» Problem details:
Find and copy each line of the records where the string "headlight" shows up.

--------

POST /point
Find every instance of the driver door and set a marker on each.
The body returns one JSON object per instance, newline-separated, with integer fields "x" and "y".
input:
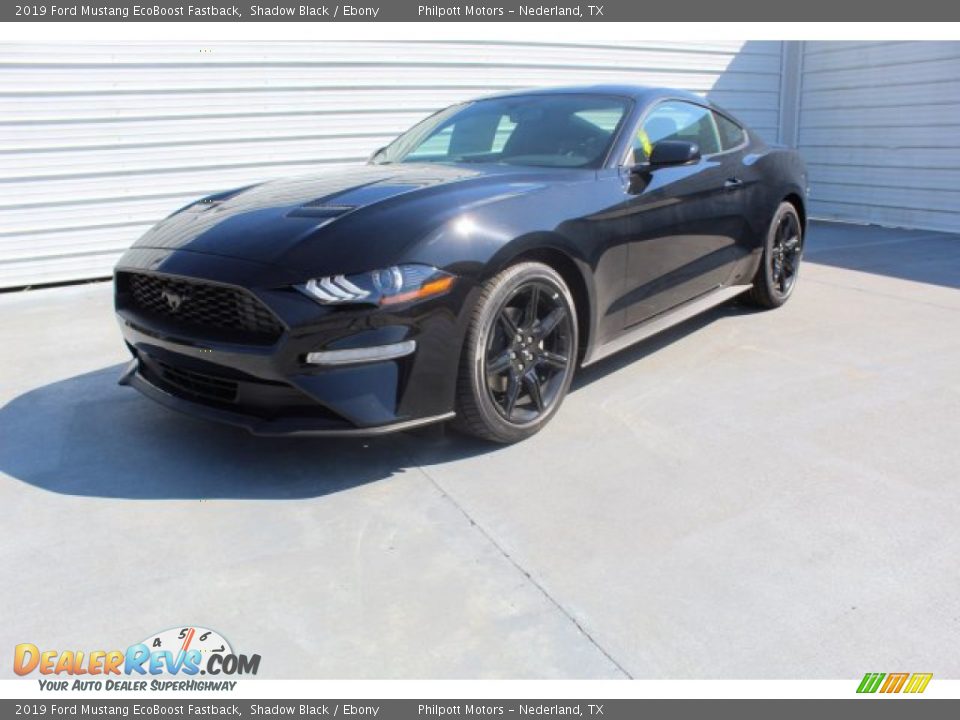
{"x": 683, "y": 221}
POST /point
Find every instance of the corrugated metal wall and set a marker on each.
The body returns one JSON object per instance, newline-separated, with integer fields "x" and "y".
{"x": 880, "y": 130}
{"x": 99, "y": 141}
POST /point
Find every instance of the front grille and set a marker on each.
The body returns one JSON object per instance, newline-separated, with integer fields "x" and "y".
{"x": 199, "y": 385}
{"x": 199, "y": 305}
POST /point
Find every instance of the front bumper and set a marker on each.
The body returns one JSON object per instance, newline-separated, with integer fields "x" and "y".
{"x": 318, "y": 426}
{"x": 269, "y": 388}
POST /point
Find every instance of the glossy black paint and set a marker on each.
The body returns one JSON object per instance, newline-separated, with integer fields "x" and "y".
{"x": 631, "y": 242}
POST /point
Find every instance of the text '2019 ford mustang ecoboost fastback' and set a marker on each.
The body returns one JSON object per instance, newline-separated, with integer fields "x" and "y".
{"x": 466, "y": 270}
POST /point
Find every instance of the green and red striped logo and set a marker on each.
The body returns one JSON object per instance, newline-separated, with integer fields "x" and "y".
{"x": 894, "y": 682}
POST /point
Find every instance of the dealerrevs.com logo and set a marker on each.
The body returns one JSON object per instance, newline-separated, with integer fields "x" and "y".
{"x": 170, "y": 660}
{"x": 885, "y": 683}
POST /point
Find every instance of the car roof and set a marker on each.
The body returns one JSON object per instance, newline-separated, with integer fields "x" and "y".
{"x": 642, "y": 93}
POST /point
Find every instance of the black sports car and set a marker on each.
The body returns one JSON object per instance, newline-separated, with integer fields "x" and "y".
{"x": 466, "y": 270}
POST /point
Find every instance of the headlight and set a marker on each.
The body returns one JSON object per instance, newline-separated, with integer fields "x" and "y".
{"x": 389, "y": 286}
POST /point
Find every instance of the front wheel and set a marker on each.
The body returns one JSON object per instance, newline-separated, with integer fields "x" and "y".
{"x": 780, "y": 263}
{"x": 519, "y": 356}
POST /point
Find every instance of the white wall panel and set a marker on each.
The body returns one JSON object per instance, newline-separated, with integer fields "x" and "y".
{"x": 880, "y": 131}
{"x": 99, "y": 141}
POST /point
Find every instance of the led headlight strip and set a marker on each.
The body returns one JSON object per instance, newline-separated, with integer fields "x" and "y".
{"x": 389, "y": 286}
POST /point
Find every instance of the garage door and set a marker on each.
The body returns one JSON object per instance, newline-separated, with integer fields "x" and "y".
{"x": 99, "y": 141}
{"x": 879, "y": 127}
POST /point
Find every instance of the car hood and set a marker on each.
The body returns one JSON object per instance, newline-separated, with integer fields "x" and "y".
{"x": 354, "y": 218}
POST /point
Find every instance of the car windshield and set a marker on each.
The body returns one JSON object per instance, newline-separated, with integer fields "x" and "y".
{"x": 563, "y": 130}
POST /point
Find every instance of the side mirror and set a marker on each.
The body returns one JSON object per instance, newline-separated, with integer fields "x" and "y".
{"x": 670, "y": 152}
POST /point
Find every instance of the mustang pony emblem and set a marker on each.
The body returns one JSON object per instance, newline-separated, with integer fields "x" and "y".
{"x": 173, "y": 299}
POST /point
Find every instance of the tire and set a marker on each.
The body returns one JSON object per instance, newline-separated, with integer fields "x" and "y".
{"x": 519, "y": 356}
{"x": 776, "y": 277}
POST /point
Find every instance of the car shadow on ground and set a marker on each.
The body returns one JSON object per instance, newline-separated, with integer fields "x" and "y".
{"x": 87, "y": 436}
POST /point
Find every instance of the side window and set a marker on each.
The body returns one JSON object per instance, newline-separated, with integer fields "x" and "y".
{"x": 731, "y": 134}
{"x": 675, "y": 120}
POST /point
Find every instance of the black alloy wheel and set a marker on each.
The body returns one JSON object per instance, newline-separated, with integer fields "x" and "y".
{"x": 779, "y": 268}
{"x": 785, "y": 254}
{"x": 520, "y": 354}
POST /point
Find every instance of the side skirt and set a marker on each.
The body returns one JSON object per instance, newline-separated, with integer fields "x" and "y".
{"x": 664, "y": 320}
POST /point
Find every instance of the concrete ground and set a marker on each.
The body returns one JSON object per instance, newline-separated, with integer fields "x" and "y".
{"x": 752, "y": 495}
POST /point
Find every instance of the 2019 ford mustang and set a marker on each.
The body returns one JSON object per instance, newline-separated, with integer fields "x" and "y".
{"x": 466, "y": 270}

--------

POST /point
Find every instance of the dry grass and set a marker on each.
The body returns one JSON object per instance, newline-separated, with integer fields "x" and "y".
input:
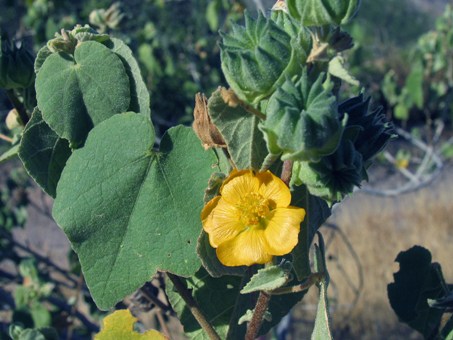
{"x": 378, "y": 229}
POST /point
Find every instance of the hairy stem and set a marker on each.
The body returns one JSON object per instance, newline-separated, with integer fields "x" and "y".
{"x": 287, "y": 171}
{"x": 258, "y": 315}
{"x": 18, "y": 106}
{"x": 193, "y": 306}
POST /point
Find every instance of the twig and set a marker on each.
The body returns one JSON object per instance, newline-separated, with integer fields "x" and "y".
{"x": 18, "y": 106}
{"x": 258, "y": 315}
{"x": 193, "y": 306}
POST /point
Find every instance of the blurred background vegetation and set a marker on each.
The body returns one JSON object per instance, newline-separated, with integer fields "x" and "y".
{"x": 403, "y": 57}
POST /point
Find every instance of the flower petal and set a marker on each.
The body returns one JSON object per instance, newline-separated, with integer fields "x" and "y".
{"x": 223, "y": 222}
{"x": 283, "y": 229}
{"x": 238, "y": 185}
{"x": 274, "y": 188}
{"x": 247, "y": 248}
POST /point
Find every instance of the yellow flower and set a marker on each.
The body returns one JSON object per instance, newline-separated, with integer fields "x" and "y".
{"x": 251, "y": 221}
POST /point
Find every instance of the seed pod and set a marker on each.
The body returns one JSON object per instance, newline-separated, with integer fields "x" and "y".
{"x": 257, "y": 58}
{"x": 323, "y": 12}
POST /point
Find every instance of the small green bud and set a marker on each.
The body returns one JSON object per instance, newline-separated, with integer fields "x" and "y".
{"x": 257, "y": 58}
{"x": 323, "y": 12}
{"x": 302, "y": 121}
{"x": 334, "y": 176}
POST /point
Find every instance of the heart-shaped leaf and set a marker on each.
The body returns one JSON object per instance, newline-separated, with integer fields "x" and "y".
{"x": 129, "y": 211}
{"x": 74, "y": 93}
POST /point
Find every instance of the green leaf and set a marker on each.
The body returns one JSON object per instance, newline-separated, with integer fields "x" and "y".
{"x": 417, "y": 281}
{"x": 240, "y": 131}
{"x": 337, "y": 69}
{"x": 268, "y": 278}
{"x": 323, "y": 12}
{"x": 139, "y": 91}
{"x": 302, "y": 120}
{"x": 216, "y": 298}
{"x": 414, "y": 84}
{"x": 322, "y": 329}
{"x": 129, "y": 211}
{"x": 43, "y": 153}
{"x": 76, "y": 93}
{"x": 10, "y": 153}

--------

» Solved exercise:
Find every instance of the headlight and set a marker on each.
Find every instance of the led headlight strip and set a marker on each.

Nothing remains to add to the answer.